Exercise objective>
In this exercise, write out the data word for word and leave every image out.

----- Raw data -----

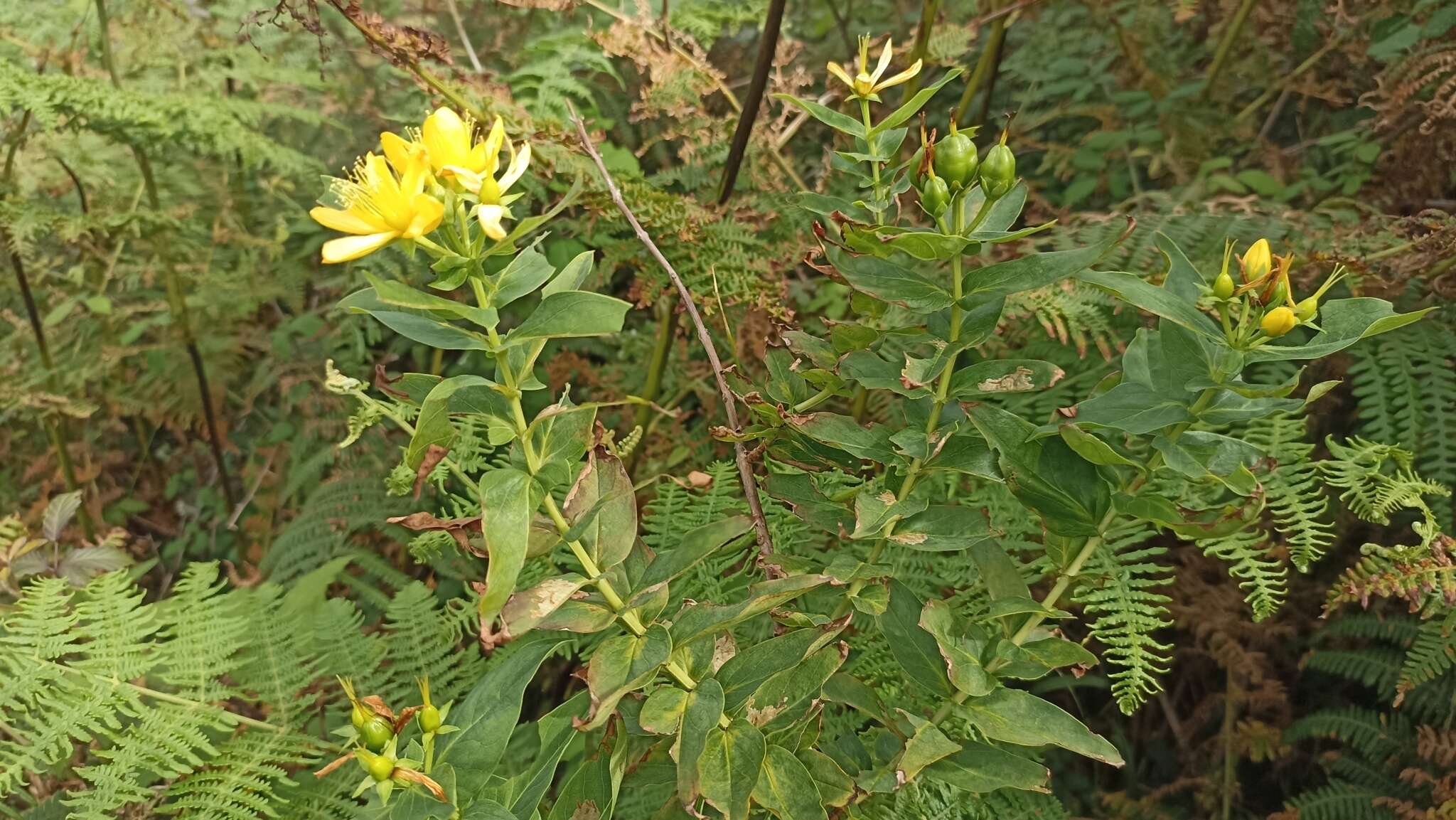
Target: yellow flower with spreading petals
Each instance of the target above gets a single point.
(380, 204)
(867, 85)
(481, 179)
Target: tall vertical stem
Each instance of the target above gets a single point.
(176, 296)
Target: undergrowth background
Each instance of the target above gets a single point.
(1329, 129)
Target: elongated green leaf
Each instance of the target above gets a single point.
(1033, 271)
(698, 619)
(828, 115)
(1343, 322)
(601, 508)
(786, 788)
(622, 664)
(701, 713)
(1014, 715)
(1161, 302)
(571, 314)
(488, 714)
(730, 767)
(914, 647)
(889, 282)
(505, 522)
(982, 768)
(1046, 475)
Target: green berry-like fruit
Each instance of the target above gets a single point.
(376, 733)
(1224, 286)
(956, 159)
(378, 767)
(935, 196)
(997, 171)
(429, 718)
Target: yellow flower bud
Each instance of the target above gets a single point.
(1279, 322)
(1257, 261)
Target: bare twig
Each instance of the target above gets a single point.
(750, 487)
(768, 44)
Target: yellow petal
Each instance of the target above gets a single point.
(519, 164)
(468, 179)
(491, 218)
(900, 78)
(429, 211)
(446, 137)
(884, 63)
(350, 248)
(839, 72)
(397, 149)
(347, 222)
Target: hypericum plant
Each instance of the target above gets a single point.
(781, 725)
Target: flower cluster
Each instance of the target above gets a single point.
(401, 196)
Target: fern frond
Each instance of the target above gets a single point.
(1120, 593)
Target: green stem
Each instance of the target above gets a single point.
(874, 166)
(1221, 57)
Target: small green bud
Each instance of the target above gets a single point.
(956, 159)
(997, 171)
(429, 718)
(1224, 286)
(378, 733)
(379, 767)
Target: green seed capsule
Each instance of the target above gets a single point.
(378, 767)
(429, 718)
(935, 196)
(378, 733)
(1224, 286)
(997, 171)
(956, 159)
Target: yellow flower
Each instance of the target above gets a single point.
(867, 85)
(380, 204)
(482, 183)
(1257, 261)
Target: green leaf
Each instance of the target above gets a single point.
(505, 521)
(889, 282)
(433, 426)
(747, 671)
(401, 294)
(491, 710)
(1014, 715)
(1033, 271)
(526, 272)
(569, 314)
(730, 767)
(1171, 307)
(786, 788)
(698, 619)
(701, 713)
(1004, 376)
(1046, 475)
(982, 768)
(828, 115)
(944, 529)
(915, 104)
(622, 664)
(601, 508)
(1343, 322)
(572, 276)
(915, 649)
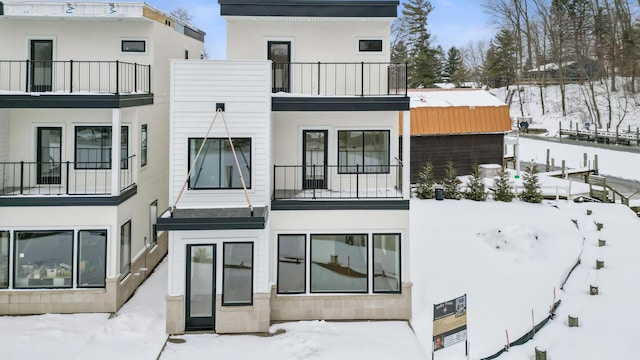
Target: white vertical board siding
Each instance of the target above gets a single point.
(179, 240)
(245, 89)
(4, 135)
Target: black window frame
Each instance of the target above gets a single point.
(102, 165)
(128, 46)
(368, 263)
(144, 145)
(370, 46)
(221, 141)
(125, 270)
(80, 259)
(349, 169)
(303, 261)
(399, 260)
(224, 300)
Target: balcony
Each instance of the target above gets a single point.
(338, 187)
(29, 180)
(74, 84)
(359, 86)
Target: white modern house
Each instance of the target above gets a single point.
(84, 126)
(288, 200)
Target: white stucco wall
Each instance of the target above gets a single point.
(244, 88)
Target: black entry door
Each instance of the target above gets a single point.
(279, 53)
(41, 71)
(201, 287)
(314, 157)
(49, 155)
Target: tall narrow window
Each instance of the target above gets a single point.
(93, 147)
(386, 263)
(153, 220)
(143, 145)
(92, 250)
(363, 151)
(4, 259)
(339, 263)
(125, 248)
(237, 276)
(291, 264)
(43, 259)
(216, 166)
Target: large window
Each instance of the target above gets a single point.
(125, 248)
(339, 263)
(363, 151)
(386, 263)
(143, 145)
(237, 277)
(291, 264)
(216, 166)
(92, 249)
(4, 259)
(43, 259)
(93, 147)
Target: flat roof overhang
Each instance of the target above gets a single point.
(213, 219)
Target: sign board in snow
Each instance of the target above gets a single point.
(449, 322)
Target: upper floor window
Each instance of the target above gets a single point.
(368, 45)
(93, 147)
(134, 46)
(216, 167)
(363, 151)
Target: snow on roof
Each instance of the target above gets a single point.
(452, 97)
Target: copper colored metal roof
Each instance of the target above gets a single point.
(459, 120)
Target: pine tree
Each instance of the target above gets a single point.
(450, 182)
(504, 191)
(475, 189)
(426, 182)
(532, 192)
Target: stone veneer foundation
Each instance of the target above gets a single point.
(64, 301)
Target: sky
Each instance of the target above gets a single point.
(451, 23)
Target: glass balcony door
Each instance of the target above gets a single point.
(201, 287)
(41, 65)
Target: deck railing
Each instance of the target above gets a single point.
(62, 178)
(340, 79)
(337, 182)
(102, 77)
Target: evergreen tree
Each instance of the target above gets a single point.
(426, 182)
(504, 191)
(450, 182)
(532, 192)
(475, 189)
(422, 61)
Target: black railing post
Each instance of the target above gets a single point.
(21, 177)
(26, 81)
(362, 79)
(135, 77)
(70, 76)
(66, 181)
(319, 78)
(117, 77)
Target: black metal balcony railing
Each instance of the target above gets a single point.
(337, 182)
(61, 178)
(102, 77)
(340, 79)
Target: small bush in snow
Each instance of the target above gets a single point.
(450, 182)
(504, 191)
(532, 192)
(426, 182)
(475, 189)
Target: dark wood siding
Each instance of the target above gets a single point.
(463, 150)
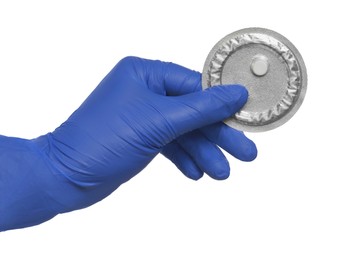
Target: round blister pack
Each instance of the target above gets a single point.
(269, 66)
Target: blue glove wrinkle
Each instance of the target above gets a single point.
(139, 109)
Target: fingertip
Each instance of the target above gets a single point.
(252, 152)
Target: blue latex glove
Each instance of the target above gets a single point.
(141, 108)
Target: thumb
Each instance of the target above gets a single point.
(196, 110)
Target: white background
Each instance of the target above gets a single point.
(284, 205)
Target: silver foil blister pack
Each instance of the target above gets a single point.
(269, 66)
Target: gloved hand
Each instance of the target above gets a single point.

-----

Result of the task>
Target: yellow flower with spreading petals
Each instance of the target above gets a single point.
(380, 204)
(867, 85)
(481, 179)
Target: tall vertical stem
Each instance of the target above gets a single point.
(176, 296)
Target: undergrowth background
Each instance of the target above gets a single point.
(1329, 129)
Target: elongated green leaf
Each instance of the target above gets a single point.
(1033, 271)
(698, 619)
(828, 115)
(1343, 322)
(601, 508)
(786, 788)
(622, 664)
(701, 713)
(1014, 715)
(1161, 302)
(571, 314)
(488, 714)
(730, 767)
(914, 647)
(889, 282)
(505, 522)
(982, 768)
(1046, 475)
Target: green berry-like fruit
Each instance of the target above gets a single point.
(376, 733)
(1224, 286)
(956, 159)
(378, 767)
(935, 196)
(997, 171)
(429, 718)
Target: yellow flower bud
Each instance of the target above gets a single point.
(1279, 322)
(1257, 261)
Target: bare twig
Each instance of the target above gets a single point.
(750, 487)
(768, 44)
Target: yellow petal
Each instance of the target above gets a single point.
(519, 164)
(468, 179)
(491, 218)
(900, 78)
(429, 211)
(446, 137)
(884, 63)
(350, 248)
(839, 72)
(397, 149)
(347, 222)
Target: hypericum plant
Each instance of the target above gets a single point.
(781, 725)
Target: flower cluster
Each instance of the target above gets a single point.
(401, 196)
Target: fern frond
Each instance of the target above gets a single point.
(1120, 593)
Target: green stem
Each instance of the target above gets a single point.
(874, 166)
(1221, 57)
Target: small green bud
Each instance of the target above gets a single point.
(956, 159)
(997, 171)
(429, 718)
(1224, 286)
(378, 733)
(379, 767)
Target: green seed capsule
Each instance of the target above gets a single point.
(378, 767)
(429, 718)
(935, 196)
(378, 733)
(1224, 286)
(997, 171)
(956, 159)
Target: yellow flower
Each instance of the target above gets a single point.
(867, 85)
(380, 204)
(482, 183)
(1257, 261)
Target: green leaf
Each instance of the target above gets a single point.
(505, 521)
(889, 282)
(433, 426)
(747, 671)
(401, 294)
(491, 710)
(1014, 715)
(1033, 271)
(526, 272)
(569, 314)
(730, 767)
(1171, 307)
(786, 788)
(698, 619)
(701, 713)
(1004, 376)
(1046, 475)
(982, 768)
(828, 115)
(944, 529)
(915, 104)
(622, 664)
(601, 508)
(1343, 322)
(572, 276)
(915, 649)
Target: white vertical board siding
Each instance of the target above gets a single point.
(179, 240)
(245, 89)
(4, 135)
Target: black window frame
Each instance of the target above gets a single point.
(102, 165)
(128, 46)
(368, 263)
(144, 145)
(370, 46)
(221, 141)
(125, 270)
(80, 259)
(349, 169)
(303, 261)
(399, 260)
(224, 300)
Target: balcony
Each instance of the target above gets a single point.
(338, 187)
(29, 180)
(74, 84)
(359, 86)
Target: white modern house
Each instance of the target above gets a single point.
(84, 126)
(288, 200)
Target: white stucco wall
Each instance of the target above gets a single point.
(244, 88)
Target: black entry door
Each instance of the target above gets a single point.
(279, 53)
(41, 71)
(201, 287)
(314, 157)
(49, 155)
Target: tall narrow window
Each instance of the target above gets a single point.
(93, 147)
(386, 263)
(153, 220)
(143, 145)
(92, 250)
(363, 151)
(4, 259)
(339, 263)
(125, 248)
(237, 276)
(291, 264)
(43, 259)
(216, 166)
Target: large window
Each instance of the target above gets a single point.
(125, 248)
(339, 263)
(363, 151)
(386, 263)
(143, 145)
(237, 277)
(291, 264)
(216, 166)
(92, 249)
(4, 259)
(43, 259)
(93, 147)
Target: flat roof overhang
Each instance of the target above gets a single point.
(213, 219)
Target: sign board in snow
Each instance of the target above gets a single point.
(449, 322)
Target: upper floor window
Each instance of the target above gets a single point.
(368, 45)
(93, 147)
(134, 46)
(216, 167)
(363, 151)
Target: snow on roof
Each instance of the target above gets a single point.
(452, 97)
Target: copper colored metal roof
Each instance of the target above gets a single point.
(459, 120)
Target: pine tree
Each instance of the target above gets a single point.
(450, 182)
(504, 191)
(475, 189)
(426, 182)
(532, 192)
Target: stone veneer foundation
Each instance of the target above gets a single point.
(64, 301)
Target: sky
Each instance of the target above gets a single point.
(451, 23)
Target: glass balcony door
Each instance of the target above gets a single point.
(201, 287)
(41, 65)
Target: deck railing
Each instance of the target above gets a single point.
(62, 178)
(340, 79)
(337, 182)
(102, 77)
Target: evergreen tree
Each instance of the target above gets a single point.
(426, 182)
(504, 191)
(450, 182)
(532, 192)
(475, 189)
(422, 61)
Target: black railing post
Each instance of the target above gets a single point.
(21, 177)
(26, 81)
(362, 79)
(135, 77)
(70, 76)
(66, 181)
(319, 78)
(117, 77)
Target: black metal balcony railing
Each instance of the target above gets a single point.
(337, 182)
(61, 178)
(102, 77)
(340, 79)
Target: small bush in snow
Each instance of the target above gets a single point.
(450, 182)
(504, 191)
(532, 192)
(426, 182)
(475, 189)
Target: dark wood siding
Each instance of the target above gets a single point.
(463, 150)
Target: round blister pack
Each instance of the target above gets a single point.
(269, 66)
Target: blue glove wrinkle
Each instance of the target above gets a single point.
(139, 109)
Target: fingertip
Each instance of the target above gets a single point.
(252, 152)
Target: blue latex glove
Each instance of the target above gets a single point.
(141, 108)
Target: thumb
Each instance of the target above gets a single point.
(196, 110)
Target: white background
Each instance of the target above gets a single point.
(284, 205)
Target: silver foil blister pack
Each instance of the target above gets a single point.
(269, 66)
Target: gloved hand
Each instance of the target above gets a single point.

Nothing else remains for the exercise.